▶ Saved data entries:
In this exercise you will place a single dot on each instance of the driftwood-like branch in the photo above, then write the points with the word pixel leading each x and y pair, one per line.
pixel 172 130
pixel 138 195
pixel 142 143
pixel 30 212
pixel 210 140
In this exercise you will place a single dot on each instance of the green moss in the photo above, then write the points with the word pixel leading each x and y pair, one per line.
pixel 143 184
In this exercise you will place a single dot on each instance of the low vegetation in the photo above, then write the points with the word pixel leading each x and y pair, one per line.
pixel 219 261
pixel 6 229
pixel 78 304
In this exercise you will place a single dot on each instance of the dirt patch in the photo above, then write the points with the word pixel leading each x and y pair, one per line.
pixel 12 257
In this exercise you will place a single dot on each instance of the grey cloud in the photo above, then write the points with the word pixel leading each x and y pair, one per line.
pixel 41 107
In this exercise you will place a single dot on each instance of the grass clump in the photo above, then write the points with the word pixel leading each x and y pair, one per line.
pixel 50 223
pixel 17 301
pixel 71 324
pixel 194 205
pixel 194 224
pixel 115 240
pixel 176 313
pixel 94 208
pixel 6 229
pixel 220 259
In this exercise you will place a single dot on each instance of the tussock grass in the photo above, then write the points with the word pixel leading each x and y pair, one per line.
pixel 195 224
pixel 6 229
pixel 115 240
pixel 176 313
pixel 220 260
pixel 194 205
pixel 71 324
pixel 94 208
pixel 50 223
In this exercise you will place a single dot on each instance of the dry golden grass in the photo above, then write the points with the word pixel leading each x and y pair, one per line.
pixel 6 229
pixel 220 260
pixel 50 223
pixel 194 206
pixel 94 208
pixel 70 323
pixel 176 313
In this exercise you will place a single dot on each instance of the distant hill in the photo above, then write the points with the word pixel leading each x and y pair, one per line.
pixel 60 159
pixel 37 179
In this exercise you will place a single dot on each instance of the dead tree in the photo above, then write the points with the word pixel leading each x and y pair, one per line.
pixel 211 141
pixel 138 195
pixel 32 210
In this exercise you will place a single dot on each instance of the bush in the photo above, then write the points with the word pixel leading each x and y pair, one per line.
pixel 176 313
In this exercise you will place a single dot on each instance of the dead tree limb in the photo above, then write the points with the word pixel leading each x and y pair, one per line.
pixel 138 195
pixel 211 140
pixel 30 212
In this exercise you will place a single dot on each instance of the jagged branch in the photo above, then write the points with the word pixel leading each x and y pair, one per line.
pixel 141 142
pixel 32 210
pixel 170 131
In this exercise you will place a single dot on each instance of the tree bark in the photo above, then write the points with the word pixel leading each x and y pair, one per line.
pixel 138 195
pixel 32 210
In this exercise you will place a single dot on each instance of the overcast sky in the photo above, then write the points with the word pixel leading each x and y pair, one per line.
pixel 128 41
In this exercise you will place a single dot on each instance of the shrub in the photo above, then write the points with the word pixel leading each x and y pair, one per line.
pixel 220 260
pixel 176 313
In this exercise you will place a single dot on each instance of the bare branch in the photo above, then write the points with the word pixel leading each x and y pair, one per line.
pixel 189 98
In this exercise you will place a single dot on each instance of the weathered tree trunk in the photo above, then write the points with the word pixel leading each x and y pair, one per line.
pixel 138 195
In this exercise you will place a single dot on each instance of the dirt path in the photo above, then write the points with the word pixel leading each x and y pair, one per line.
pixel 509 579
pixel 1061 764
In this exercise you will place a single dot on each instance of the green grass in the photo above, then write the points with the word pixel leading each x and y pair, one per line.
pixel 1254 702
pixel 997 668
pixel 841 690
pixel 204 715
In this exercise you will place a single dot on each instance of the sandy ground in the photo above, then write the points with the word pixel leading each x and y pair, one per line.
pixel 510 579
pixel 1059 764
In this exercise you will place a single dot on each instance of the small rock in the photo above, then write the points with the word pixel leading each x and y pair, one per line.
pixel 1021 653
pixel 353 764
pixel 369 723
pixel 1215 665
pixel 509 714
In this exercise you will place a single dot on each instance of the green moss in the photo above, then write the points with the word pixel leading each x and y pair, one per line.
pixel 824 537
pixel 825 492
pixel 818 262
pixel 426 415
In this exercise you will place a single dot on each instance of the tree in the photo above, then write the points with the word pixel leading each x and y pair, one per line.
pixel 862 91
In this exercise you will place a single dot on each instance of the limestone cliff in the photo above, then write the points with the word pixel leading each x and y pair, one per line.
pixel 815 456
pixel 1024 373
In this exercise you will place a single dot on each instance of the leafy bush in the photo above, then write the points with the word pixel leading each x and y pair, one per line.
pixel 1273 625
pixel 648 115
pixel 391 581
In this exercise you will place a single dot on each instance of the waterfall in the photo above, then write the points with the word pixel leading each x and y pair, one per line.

▶ Problem statement:
Look above for the line that contains "of the sandy". That line and every line after it through the end of the data must be written out exactly, with nothing else.

▶ Output:
In this exercise you will place a single dot on each instance of the sandy ground in the photo above, then write the points with the word pixel leading each x and y pair, one per line.
pixel 510 579
pixel 1059 764
In this exercise you will place a single dot on each instance of the small rock in the photo above, then write the points with the word pixel leading each x and y pair, one per line.
pixel 1021 653
pixel 353 764
pixel 369 723
pixel 1215 665
pixel 509 714
In this exercise you will place a single dot on each instance of the green moss in the photo above, then write the points with the word pixel leading each x and y pair, one per line.
pixel 824 537
pixel 825 492
pixel 818 262
pixel 426 415
In this exercise you will place a single dot on each instance of the tree in the photo above, then write the points with the word pixel leading each x and y pair, one per line.
pixel 862 91
In this exercise you will place a single dot on each instance of the limestone cliff in the photo above, then write the points with the word pixel leading each x and y pair, one per line.
pixel 815 456
pixel 1024 373
In this exercise you will place a single dot on each instance of the leafy bush in the photo above, then write the points with the word pixel leading each x and y pair, one per line.
pixel 1273 625
pixel 648 115
pixel 391 581
In this exercise you will place a single dot on each instance of the waterfall in the photo above, then write the points with the word pixel leading each x and y pair, one per line.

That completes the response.